■ Source extract
[Start of section]

Single by Slimmy

from the album Beatsound Loverboy
- Released: November 25, 2008
- Recorded: 2006
- Genre: Electronica, alternative
- Length: 3:58
- Label: Som Livre
- Songwriter: Paulo Fernandes
- Producers: Quico Serrano and Mark J Turner

Slimmy singles chronology
| "Show Girl" (2008) | "You Should Never Leave Me (Before I Die)" (2008) | "Be Someone Else" (2010) |

= You Should Never Leave Me (Before I Die) =

"You Should Never Leave Me (Before I Die)" is a song by Slimmy, released in 2008 as the third and final single from his debut album Beatsound Loverboy. The song peaked at number 48 in the Portugal Singles Chart, making it Slimmy's lowest charted single to date.
"You Should Never Leave Me (Before I Die") was part of the soundtrack of the 6th season of the same soap opera.

==Background==
"You Should Never Leave Me (Before I Die)" was unveiled as the album's third and final single. The song was written by Slimmy and produced by Quico Serrano and Mark J Turner. It was also released to MySpace on January 1, 2007, and released as a digital single on November 25, 2008. "You Should Never Leave Me (Before I Die") was part of the soundtrack of the 6th season of the same soap opera.

==Music video==
The video was filmed at the Casa da Música and at the Máus Hábitos bar in Porto, Portugal. The video was directed and produced by António Vieira and co-produced by Up Town Films, the cinematographer was Paulo Castilho, Miguel Januário was the art director. It features a special guest, Nicole Cerbeckx.

[End of section]

■ Excerpted data
[Start of section]

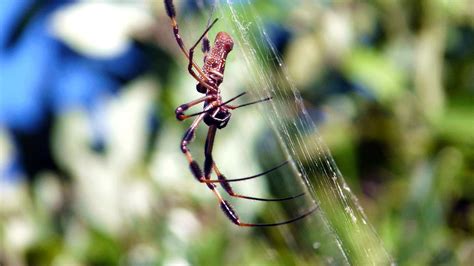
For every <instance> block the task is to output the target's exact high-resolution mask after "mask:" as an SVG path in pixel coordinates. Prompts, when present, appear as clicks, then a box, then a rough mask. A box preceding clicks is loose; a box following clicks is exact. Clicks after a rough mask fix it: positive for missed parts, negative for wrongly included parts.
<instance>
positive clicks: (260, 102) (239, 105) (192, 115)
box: [186, 92, 272, 118]
mask: <svg viewBox="0 0 474 266" xmlns="http://www.w3.org/2000/svg"><path fill="white" fill-rule="evenodd" d="M244 94H246V92H242V93H241V94H239V95H237V96H235V97H232V98H230V99H229V100H227V101H225V102H223V103H221V104H219V105H216V106H213V107H221V106H224V105H225V106H226V107H228V108H229V109H231V110H235V109H237V108H240V107H244V106H249V105H251V104H256V103H261V102H265V101H269V100H271V99H272V97H267V98H264V99H260V100H257V101H253V102H249V103H244V104H240V105H235V106H234V105H228V103H230V102H232V101H233V100H235V99H237V98H239V97H240V96H243V95H244ZM207 112H209V110H204V111H201V112H197V113H193V114H190V115H187V116H186V118H189V117H192V116H197V115H200V114H203V113H207Z"/></svg>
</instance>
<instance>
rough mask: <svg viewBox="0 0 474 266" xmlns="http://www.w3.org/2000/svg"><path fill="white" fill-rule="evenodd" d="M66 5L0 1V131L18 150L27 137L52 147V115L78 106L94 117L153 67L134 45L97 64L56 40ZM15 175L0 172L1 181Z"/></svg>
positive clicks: (30, 139) (130, 46) (99, 60)
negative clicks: (1, 127) (123, 91)
mask: <svg viewBox="0 0 474 266" xmlns="http://www.w3.org/2000/svg"><path fill="white" fill-rule="evenodd" d="M67 3H70V1H62V0H57V1H45V2H42V1H27V0H20V1H17V0H2V1H0V127H3V128H6V129H7V130H8V131H9V132H10V133H11V134H12V137H13V139H14V142H15V144H16V145H17V148H18V147H22V146H25V145H21V143H19V141H20V142H21V139H24V137H25V136H24V134H26V135H27V136H28V137H27V138H26V139H28V140H29V141H30V140H31V139H33V140H35V136H37V138H38V139H37V141H38V142H48V143H49V134H48V133H49V130H50V129H49V126H45V125H44V123H45V121H46V120H48V116H50V115H55V114H58V113H60V112H63V111H65V110H67V109H69V108H76V107H81V108H82V109H86V110H88V111H89V112H91V113H90V114H91V115H92V112H94V111H95V110H97V109H98V108H96V107H97V106H98V105H100V103H101V100H103V99H105V98H106V97H104V96H105V95H113V94H114V93H115V92H117V91H118V90H119V89H120V88H121V87H122V85H123V84H124V83H126V82H128V81H130V80H131V79H133V78H135V77H136V76H137V75H139V74H141V73H143V72H144V71H145V70H146V69H147V66H148V65H149V64H148V61H147V58H146V57H145V56H144V55H143V54H142V53H141V51H140V50H139V49H138V48H137V47H135V46H134V45H130V46H129V49H128V50H127V51H125V52H124V53H123V54H120V55H118V56H116V57H112V58H106V59H97V58H88V57H85V56H83V55H80V54H78V53H76V52H75V51H73V50H71V49H70V48H69V47H67V46H66V45H65V44H64V43H62V42H61V41H60V40H57V39H56V38H54V36H52V35H51V34H50V33H49V32H48V30H49V29H48V19H49V18H50V15H51V14H52V13H53V12H54V11H56V10H57V9H58V8H60V7H61V6H64V5H65V4H67ZM92 124H93V125H94V124H97V123H92ZM45 130H46V133H47V134H45V132H44V131H45ZM93 132H100V130H93ZM19 135H21V137H18V136H19ZM43 138H48V139H43ZM35 142H36V141H32V142H31V143H33V144H34V143H35ZM31 143H29V144H30V146H31ZM29 148H32V149H33V150H34V147H29ZM25 152H28V151H25V150H23V151H21V150H20V151H19V157H20V158H24V155H25V154H24V153H25ZM45 152H48V151H45ZM22 153H23V154H22ZM12 161H15V160H12ZM22 163H24V160H22ZM15 165H16V166H15ZM18 165H19V164H17V163H12V167H18ZM23 167H28V166H27V165H26V166H25V165H23ZM7 168H8V167H7ZM13 172H15V171H12V170H7V171H5V170H4V169H3V170H2V169H0V173H1V176H0V180H1V179H2V176H5V175H10V174H8V173H13ZM27 172H30V173H31V171H27ZM33 172H34V171H33ZM7 178H8V177H7Z"/></svg>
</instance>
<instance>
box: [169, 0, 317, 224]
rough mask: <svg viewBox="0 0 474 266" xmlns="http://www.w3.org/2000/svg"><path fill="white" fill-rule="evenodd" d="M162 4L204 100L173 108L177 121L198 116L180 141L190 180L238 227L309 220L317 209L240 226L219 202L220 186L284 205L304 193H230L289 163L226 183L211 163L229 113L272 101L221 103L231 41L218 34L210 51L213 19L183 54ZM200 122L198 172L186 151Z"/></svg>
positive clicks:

[End of section]

■ The problem
Copy the passage of the song article starting with "Slimmy singles chronology" and going on through "single to date.", switching "debut album" to "first studio album" wherever it appears.

■ Solution to the exercise
Slimmy singles chronology
| "Show Girl" (2008) | "You Should Never Leave Me (Before I Die)" (2008) | "Be Someone Else" (2010) |

= You Should Never Leave Me (Before I Die) =

"You Should Never Leave Me (Before I Die)" is a song by Slimmy, released in 2008 as the third and final single from his first studio album Beatsound Loverboy. The song peaked at number 48 in the Portugal Singles Chart, making it Slimmy's lowest charted single to date.